点标注数据摘录
◆ ◆ ◆
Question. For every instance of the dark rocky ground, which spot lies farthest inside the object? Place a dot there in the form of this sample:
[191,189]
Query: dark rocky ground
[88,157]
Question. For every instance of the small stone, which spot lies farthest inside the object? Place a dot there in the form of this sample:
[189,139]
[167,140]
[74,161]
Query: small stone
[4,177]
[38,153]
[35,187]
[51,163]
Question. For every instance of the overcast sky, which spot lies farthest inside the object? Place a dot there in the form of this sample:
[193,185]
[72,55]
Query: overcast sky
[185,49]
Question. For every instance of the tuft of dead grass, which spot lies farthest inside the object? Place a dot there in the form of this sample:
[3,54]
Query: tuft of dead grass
◆ ◆ ◆
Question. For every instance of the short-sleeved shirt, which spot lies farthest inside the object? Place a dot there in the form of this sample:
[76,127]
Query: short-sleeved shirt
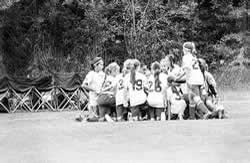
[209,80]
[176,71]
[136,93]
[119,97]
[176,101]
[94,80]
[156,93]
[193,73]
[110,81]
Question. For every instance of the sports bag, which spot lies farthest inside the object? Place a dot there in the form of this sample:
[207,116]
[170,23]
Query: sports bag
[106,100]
◆ ◆ ◆
练习任务:
逐字复写上方条目中从含“Question. For every instance of the overcast”的那一行起、到含“Query: tuft of dead grass”的那一行止的各行，首尾两行都包括在内。

任务答案:
Question. For every instance of the overcast sky, which spot lies farthest inside the object? Place a dot there in the form of this sample:
[193,185]
[72,55]
Query: overcast sky
[185,49]
Question. For every instance of the tuft of dead grass, which spot lies farthest inside the object? Place a dot there in the form of this sample:
[3,54]
Query: tuft of dead grass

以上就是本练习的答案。